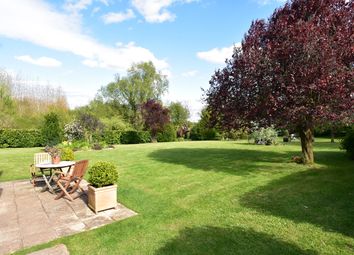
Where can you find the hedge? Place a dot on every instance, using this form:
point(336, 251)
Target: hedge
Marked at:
point(169, 134)
point(21, 138)
point(134, 137)
point(112, 136)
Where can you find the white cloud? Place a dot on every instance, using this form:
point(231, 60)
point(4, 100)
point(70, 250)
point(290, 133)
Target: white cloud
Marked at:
point(95, 10)
point(76, 6)
point(217, 55)
point(155, 11)
point(191, 73)
point(116, 17)
point(38, 23)
point(265, 2)
point(41, 61)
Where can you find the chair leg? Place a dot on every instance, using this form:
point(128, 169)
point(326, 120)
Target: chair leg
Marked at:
point(64, 191)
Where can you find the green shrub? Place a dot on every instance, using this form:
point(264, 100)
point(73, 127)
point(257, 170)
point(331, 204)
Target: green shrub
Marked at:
point(112, 136)
point(200, 133)
point(67, 154)
point(103, 174)
point(169, 134)
point(135, 137)
point(211, 134)
point(52, 133)
point(196, 133)
point(21, 138)
point(348, 143)
point(265, 136)
point(79, 145)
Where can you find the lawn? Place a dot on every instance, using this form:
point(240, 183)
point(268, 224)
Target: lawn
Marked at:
point(218, 198)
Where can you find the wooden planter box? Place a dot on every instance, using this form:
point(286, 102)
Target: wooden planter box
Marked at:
point(102, 198)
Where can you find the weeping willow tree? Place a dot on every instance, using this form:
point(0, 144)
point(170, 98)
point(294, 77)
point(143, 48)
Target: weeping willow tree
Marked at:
point(24, 102)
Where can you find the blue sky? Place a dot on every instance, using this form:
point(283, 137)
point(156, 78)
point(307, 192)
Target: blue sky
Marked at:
point(80, 44)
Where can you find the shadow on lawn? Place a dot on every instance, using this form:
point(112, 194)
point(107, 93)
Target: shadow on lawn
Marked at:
point(233, 161)
point(215, 240)
point(323, 197)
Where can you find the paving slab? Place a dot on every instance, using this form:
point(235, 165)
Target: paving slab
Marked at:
point(29, 216)
point(59, 249)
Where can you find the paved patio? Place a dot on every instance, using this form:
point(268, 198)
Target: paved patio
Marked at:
point(29, 216)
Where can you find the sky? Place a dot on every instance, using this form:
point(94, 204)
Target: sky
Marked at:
point(80, 45)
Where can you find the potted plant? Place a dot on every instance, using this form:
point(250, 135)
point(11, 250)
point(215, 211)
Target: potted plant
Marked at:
point(102, 191)
point(54, 152)
point(286, 136)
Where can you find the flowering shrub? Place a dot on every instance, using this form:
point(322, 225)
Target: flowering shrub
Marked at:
point(73, 131)
point(103, 174)
point(265, 136)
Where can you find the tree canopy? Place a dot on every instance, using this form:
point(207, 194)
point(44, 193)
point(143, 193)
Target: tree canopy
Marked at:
point(179, 114)
point(296, 69)
point(143, 82)
point(155, 117)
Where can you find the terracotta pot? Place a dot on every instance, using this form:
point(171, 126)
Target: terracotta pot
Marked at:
point(56, 160)
point(102, 198)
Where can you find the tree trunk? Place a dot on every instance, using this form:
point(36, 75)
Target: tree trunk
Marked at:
point(306, 144)
point(332, 134)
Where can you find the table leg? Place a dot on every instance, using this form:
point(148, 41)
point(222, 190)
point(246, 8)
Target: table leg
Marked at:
point(48, 184)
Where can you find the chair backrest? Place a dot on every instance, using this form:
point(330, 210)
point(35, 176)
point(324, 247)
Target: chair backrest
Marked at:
point(40, 158)
point(80, 169)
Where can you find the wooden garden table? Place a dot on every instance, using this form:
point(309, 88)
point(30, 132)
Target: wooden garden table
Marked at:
point(54, 169)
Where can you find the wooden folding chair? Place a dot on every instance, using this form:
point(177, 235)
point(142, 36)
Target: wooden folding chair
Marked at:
point(39, 158)
point(65, 182)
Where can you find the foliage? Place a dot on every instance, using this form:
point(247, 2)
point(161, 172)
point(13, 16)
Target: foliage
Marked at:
point(112, 136)
point(236, 134)
point(179, 114)
point(67, 154)
point(286, 133)
point(103, 174)
point(21, 138)
point(155, 117)
point(296, 69)
point(98, 145)
point(199, 132)
point(265, 136)
point(23, 103)
point(73, 131)
point(143, 82)
point(51, 129)
point(53, 151)
point(79, 145)
point(91, 125)
point(347, 143)
point(135, 137)
point(168, 134)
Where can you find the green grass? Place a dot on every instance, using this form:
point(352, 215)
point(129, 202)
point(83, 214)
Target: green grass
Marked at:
point(219, 198)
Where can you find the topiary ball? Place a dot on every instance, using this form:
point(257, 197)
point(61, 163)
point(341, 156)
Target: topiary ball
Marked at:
point(103, 174)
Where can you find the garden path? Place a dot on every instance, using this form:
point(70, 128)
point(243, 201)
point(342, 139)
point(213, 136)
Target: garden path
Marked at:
point(29, 217)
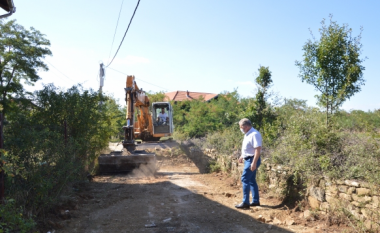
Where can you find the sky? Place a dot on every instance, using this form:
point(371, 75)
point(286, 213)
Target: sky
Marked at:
point(209, 46)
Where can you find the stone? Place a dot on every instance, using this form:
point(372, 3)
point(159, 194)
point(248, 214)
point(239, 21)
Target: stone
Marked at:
point(367, 213)
point(261, 219)
point(363, 191)
point(340, 182)
point(352, 183)
point(364, 200)
point(331, 199)
point(355, 203)
point(342, 188)
point(345, 196)
point(354, 211)
point(332, 190)
point(289, 222)
point(368, 224)
point(307, 214)
point(318, 193)
point(228, 195)
point(325, 206)
point(351, 190)
point(313, 202)
point(277, 221)
point(376, 201)
point(322, 184)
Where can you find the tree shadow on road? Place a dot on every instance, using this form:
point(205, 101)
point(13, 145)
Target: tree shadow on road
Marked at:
point(196, 155)
point(121, 204)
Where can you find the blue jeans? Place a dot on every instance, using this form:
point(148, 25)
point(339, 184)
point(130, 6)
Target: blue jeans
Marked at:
point(248, 179)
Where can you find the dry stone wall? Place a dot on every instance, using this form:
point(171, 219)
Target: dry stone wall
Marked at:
point(356, 198)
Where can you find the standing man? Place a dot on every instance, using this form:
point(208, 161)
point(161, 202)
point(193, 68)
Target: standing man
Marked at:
point(250, 154)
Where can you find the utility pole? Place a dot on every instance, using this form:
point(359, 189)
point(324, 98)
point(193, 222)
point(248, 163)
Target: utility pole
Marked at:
point(2, 180)
point(101, 77)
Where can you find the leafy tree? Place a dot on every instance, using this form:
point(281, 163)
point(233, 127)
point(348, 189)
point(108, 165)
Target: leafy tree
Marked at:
point(258, 110)
point(21, 56)
point(333, 65)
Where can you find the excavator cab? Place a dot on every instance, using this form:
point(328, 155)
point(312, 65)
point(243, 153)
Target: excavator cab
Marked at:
point(162, 114)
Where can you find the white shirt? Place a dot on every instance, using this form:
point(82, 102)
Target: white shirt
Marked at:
point(252, 139)
point(162, 116)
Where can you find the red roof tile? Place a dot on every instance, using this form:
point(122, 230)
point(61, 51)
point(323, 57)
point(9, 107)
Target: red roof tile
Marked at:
point(188, 95)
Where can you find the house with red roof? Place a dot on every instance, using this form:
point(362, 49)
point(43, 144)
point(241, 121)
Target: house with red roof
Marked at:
point(188, 95)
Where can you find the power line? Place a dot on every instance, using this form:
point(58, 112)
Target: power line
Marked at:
point(60, 71)
point(140, 79)
point(130, 21)
point(109, 56)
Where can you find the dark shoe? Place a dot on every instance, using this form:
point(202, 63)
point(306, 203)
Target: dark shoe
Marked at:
point(242, 206)
point(255, 204)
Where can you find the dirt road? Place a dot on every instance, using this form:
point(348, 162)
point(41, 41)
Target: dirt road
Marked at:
point(177, 199)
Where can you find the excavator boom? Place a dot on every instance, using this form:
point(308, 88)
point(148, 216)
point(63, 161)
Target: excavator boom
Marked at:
point(144, 126)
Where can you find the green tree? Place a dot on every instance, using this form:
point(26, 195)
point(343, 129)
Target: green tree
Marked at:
point(259, 110)
point(333, 65)
point(21, 56)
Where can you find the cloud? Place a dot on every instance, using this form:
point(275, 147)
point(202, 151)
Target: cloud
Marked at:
point(131, 60)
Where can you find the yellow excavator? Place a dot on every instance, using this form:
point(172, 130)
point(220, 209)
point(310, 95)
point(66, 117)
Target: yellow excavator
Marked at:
point(143, 121)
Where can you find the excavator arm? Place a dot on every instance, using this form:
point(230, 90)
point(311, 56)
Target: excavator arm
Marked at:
point(135, 99)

========

WHAT IS EXPECTED: In the entries above, the lines between the one holding "point(322, 225)" and the one holding "point(36, 75)", inclusive, are to be printed exactly as written, and those alone.

RESULT OF THIS EXERCISE:
point(322, 225)
Target: flowering shrub
Marked at:
point(73, 131)
point(103, 174)
point(265, 136)
Where can you find the tree canopy? Place a dot on every instance, using this form:
point(207, 194)
point(44, 193)
point(143, 193)
Target: tree canopy
Marked at:
point(179, 114)
point(296, 69)
point(143, 82)
point(155, 117)
Where can you find the terracotta pot? Place a dot on every instance, using this form:
point(171, 126)
Target: terracotta pot
Marked at:
point(56, 160)
point(102, 198)
Where can you find the tree trunk? Place a dot on every instance, using this form:
point(36, 75)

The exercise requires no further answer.